Required work: Reproduce the entries verbatim from the start through the line containing "M 142 97 L 144", including that line.

=== Task material ===

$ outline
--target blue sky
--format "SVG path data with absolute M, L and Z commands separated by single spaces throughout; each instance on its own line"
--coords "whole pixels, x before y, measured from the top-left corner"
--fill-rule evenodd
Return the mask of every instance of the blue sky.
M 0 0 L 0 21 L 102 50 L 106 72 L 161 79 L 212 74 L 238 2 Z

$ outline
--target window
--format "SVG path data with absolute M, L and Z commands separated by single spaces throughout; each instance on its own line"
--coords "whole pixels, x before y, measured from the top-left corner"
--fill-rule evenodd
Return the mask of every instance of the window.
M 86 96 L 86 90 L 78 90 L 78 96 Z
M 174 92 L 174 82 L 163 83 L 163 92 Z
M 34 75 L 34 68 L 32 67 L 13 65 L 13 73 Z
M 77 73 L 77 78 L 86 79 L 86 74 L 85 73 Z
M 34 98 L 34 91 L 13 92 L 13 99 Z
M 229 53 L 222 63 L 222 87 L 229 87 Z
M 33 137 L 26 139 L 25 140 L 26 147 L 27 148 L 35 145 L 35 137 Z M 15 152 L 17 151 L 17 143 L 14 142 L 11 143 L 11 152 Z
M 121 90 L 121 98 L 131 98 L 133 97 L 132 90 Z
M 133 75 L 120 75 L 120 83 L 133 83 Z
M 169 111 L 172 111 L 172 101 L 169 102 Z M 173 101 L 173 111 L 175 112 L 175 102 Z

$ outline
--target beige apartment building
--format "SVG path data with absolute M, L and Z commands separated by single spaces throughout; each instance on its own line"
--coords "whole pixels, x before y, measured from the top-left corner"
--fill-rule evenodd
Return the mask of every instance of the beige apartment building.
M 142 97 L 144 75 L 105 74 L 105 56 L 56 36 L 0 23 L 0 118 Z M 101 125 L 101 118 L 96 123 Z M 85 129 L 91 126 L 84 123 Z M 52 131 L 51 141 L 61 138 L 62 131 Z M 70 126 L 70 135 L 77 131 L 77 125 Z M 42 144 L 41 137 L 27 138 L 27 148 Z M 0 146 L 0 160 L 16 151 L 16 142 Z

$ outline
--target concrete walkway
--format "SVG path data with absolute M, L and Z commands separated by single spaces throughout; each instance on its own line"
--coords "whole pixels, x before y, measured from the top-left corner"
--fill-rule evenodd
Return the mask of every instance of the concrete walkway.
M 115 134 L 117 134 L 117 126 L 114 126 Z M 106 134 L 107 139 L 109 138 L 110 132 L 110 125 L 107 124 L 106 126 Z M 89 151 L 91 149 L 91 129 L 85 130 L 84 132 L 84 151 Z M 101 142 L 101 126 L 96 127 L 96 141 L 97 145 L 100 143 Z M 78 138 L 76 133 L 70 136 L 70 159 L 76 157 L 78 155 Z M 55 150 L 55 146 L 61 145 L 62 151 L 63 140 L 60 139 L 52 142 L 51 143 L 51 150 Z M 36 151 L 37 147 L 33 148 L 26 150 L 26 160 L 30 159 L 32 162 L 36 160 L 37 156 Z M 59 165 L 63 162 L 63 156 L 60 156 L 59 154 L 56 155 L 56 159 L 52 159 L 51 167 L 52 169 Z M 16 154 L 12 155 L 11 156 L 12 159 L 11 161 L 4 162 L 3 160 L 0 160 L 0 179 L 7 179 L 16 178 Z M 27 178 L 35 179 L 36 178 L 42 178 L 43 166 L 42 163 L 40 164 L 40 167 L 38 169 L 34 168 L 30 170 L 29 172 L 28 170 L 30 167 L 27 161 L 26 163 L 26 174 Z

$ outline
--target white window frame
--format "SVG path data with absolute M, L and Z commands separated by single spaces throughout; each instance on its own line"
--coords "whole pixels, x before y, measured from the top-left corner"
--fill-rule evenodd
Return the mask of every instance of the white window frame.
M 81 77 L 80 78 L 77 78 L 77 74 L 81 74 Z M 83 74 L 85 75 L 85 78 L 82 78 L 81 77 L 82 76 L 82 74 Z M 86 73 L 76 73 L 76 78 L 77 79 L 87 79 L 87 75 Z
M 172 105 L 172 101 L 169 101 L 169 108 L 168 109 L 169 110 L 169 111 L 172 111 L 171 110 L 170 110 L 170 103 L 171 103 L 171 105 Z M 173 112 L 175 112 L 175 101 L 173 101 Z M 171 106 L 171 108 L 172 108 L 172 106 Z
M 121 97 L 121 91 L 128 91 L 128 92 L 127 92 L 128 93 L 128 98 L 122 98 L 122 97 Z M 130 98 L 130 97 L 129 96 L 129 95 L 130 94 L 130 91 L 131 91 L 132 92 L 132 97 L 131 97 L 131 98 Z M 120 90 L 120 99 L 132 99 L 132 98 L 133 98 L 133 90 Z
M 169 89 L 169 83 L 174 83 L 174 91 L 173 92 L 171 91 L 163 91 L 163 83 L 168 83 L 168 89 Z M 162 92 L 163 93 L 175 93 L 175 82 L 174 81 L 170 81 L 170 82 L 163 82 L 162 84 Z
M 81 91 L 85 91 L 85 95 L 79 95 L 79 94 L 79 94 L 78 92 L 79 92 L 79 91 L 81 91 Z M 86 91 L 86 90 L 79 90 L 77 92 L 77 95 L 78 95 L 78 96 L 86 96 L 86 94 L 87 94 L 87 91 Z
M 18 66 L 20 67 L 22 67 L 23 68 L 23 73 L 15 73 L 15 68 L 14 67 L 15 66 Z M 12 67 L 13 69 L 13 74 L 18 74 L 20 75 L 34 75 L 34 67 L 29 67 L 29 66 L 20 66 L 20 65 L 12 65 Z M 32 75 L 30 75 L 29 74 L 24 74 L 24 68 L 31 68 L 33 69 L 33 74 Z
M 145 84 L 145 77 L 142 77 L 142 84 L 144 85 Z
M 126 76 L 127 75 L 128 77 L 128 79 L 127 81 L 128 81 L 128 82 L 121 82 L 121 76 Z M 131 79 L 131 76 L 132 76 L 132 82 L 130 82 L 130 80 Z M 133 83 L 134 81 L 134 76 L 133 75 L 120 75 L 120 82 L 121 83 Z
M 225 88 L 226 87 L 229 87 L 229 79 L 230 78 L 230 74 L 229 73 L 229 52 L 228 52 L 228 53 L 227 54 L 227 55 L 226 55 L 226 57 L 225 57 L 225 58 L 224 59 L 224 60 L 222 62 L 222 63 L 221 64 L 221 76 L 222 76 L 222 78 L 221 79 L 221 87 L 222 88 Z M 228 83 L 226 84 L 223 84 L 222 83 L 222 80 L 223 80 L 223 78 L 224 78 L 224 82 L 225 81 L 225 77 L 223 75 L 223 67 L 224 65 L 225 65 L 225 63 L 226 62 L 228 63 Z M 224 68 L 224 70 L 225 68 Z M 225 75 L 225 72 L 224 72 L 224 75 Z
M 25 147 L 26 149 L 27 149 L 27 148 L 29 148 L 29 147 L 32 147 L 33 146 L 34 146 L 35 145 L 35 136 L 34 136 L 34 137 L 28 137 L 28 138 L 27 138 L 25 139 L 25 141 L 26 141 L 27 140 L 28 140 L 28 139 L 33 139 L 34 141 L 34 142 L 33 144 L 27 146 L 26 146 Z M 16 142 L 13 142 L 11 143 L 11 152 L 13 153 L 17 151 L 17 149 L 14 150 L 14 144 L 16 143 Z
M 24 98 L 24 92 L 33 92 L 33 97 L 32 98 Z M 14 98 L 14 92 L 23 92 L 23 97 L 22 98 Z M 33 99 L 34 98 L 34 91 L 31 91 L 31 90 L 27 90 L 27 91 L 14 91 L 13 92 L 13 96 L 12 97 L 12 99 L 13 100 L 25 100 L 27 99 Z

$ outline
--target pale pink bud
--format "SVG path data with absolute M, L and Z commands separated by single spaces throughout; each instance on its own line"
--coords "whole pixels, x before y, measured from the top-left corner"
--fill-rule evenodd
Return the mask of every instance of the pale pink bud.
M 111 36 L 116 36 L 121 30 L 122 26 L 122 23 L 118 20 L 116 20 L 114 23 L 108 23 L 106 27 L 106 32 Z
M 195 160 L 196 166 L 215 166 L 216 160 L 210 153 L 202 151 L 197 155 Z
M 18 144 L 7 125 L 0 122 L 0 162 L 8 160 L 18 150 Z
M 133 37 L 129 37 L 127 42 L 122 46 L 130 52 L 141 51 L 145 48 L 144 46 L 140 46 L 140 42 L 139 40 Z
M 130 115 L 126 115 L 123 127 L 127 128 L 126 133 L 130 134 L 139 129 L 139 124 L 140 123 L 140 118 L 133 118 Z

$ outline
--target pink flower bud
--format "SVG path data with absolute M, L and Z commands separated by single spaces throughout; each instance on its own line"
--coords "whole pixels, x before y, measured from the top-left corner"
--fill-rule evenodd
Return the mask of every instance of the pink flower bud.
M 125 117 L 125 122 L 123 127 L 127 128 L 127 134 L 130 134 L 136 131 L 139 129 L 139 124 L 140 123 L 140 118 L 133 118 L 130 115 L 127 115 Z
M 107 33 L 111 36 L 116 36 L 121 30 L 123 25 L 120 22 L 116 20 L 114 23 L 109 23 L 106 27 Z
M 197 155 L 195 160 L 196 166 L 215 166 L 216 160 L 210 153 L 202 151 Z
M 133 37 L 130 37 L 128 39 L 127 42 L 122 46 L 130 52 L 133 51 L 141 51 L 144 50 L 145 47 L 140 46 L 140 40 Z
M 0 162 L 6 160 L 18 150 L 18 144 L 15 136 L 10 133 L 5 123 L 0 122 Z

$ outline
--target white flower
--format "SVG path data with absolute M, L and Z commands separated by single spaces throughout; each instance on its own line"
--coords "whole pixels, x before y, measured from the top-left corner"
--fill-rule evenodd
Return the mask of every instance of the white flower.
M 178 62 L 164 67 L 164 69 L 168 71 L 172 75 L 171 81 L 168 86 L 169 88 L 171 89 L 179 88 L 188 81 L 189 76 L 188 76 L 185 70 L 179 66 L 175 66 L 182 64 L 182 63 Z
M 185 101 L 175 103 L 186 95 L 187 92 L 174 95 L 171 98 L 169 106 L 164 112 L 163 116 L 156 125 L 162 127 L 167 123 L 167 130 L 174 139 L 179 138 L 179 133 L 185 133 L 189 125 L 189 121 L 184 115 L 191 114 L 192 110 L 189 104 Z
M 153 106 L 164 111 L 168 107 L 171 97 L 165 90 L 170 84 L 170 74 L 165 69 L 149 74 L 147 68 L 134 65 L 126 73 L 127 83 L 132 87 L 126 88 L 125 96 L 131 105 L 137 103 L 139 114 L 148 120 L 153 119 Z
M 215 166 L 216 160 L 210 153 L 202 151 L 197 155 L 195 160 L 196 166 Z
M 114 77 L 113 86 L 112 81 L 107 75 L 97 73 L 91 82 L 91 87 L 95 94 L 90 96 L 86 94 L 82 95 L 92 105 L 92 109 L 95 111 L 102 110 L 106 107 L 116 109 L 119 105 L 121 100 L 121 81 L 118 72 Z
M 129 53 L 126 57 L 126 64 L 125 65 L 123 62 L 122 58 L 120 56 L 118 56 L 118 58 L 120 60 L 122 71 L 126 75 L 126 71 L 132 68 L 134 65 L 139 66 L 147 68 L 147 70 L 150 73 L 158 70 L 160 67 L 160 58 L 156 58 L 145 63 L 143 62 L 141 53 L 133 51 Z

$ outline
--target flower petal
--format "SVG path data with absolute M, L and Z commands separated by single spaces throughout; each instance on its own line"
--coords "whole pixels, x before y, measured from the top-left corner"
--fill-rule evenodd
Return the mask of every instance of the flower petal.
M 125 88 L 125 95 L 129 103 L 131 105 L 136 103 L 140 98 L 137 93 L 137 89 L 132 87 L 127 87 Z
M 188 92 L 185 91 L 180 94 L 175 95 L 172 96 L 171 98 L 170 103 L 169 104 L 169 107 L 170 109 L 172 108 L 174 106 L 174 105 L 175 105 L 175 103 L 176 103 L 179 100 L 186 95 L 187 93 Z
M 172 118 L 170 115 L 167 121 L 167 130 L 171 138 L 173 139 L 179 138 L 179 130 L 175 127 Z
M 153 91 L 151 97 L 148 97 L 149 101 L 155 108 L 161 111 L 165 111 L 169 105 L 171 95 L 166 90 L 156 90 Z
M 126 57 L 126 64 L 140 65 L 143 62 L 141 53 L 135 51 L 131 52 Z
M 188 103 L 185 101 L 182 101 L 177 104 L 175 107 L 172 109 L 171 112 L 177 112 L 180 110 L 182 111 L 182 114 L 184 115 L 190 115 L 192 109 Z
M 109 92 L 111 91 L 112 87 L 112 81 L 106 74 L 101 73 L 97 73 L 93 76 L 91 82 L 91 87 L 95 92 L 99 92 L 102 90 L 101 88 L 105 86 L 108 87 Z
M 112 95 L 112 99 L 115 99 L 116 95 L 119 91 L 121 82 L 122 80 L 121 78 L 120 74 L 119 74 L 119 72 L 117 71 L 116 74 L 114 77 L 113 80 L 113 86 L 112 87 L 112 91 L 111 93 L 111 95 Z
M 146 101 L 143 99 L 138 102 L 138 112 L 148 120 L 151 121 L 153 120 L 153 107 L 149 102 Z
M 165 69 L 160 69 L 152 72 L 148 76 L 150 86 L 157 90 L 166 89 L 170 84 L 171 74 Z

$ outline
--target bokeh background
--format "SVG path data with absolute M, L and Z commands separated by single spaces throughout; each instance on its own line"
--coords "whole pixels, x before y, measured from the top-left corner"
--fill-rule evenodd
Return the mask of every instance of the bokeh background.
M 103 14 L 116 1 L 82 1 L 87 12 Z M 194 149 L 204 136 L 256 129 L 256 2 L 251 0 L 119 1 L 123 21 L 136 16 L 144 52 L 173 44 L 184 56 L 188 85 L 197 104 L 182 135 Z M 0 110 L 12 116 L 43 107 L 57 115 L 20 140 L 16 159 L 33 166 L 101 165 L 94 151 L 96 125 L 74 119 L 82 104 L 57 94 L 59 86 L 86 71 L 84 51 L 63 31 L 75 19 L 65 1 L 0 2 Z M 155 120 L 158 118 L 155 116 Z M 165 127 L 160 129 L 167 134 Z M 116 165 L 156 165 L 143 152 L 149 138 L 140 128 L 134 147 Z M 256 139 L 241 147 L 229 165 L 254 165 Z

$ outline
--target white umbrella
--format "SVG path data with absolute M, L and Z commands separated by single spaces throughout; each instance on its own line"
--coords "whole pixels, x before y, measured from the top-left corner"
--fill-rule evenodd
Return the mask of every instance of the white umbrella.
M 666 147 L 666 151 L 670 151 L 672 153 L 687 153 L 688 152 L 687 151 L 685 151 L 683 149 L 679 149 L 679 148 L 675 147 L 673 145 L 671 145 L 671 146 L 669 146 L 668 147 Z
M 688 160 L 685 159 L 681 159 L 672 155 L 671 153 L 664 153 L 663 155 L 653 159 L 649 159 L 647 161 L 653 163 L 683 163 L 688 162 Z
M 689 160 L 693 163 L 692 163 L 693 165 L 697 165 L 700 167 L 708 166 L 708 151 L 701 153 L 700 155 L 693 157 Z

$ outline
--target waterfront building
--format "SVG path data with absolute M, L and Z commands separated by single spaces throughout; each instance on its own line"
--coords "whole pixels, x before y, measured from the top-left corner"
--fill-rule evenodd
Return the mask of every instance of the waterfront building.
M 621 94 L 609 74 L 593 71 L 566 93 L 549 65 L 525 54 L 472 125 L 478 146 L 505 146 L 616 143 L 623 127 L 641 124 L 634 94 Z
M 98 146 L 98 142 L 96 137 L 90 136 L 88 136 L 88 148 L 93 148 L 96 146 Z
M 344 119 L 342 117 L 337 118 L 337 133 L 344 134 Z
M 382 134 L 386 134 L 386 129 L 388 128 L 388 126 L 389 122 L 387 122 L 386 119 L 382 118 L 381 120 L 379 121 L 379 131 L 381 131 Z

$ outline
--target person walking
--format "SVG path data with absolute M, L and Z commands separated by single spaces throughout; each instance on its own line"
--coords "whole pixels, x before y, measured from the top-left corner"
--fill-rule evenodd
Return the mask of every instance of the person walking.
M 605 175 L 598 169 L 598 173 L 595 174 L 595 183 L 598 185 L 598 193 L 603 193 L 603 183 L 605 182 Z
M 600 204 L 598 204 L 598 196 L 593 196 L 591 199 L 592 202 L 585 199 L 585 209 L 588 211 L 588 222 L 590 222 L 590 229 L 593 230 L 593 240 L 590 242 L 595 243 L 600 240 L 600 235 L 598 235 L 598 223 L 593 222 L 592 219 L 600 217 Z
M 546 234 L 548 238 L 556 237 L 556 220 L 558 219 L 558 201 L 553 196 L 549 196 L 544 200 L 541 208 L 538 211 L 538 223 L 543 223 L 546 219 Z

===

Solved exercise:
$ outline
--target blue sky
--format "SVG path data with absolute M, L and Z commands separated by single spaces throughout; each instance on its own line"
--coords "whole pixels, x before y, measured from the top-left corner"
--fill-rule evenodd
Return the mask of every instance of the blue sky.
M 0 0 L 0 21 L 102 50 L 106 72 L 161 79 L 212 74 L 238 2 Z

$ outline
--target window
--format "SVG path data with absolute M, L and Z commands separated by single spaces throughout; each instance on its own line"
--coords "whole pixels, x before y, measured from the top-left corner"
--fill-rule evenodd
Return the mask of every instance of the window.
M 86 96 L 86 90 L 78 90 L 78 96 Z
M 174 92 L 174 82 L 163 83 L 163 92 Z
M 34 75 L 34 68 L 32 67 L 13 65 L 13 73 Z
M 77 73 L 77 78 L 86 79 L 86 74 L 85 73 Z
M 34 98 L 34 91 L 13 92 L 13 99 Z
M 229 53 L 222 63 L 222 87 L 229 87 Z
M 33 137 L 26 139 L 25 140 L 26 147 L 27 148 L 35 145 L 35 137 Z M 15 152 L 17 151 L 17 143 L 14 142 L 11 143 L 11 152 Z
M 121 90 L 121 98 L 131 98 L 133 97 L 132 90 Z
M 133 75 L 120 75 L 120 83 L 133 83 Z
M 169 111 L 172 111 L 172 101 L 169 102 Z M 173 101 L 173 111 L 175 112 L 175 102 Z

$ outline
--target beige apartment building
--format "SVG path data with absolute M, L and Z commands separated by single spaces throughout; each instance on its own line"
--coords "whole pixels, x before y, measured from the top-left corner"
--fill-rule evenodd
Return the mask of every instance of the beige apartment building.
M 142 97 L 144 75 L 105 74 L 105 56 L 56 36 L 0 23 L 0 118 Z M 101 125 L 101 118 L 96 123 Z M 85 129 L 91 126 L 84 123 Z M 52 131 L 51 141 L 61 138 L 62 131 Z M 70 126 L 70 135 L 77 131 L 77 125 Z M 42 144 L 41 137 L 27 138 L 27 148 Z M 0 146 L 0 160 L 16 151 L 16 142 Z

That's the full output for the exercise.